- **Exercise directions**:
Can you put every line of the entries below into a numbered list, leaving out any blank lines?

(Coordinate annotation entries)
[BEGIN]

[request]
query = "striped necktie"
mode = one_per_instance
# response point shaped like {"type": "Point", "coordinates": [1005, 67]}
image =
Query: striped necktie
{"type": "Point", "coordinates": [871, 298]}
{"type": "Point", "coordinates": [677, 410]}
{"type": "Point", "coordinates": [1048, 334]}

[END]

- **The reply**:
1. [request]
2. query = "striped necktie"
3. mode = one_per_instance
4. # response point shaped like {"type": "Point", "coordinates": [1005, 67]}
5. image =
6. Query: striped necktie
7. {"type": "Point", "coordinates": [871, 298]}
8. {"type": "Point", "coordinates": [677, 410]}
9. {"type": "Point", "coordinates": [1048, 334]}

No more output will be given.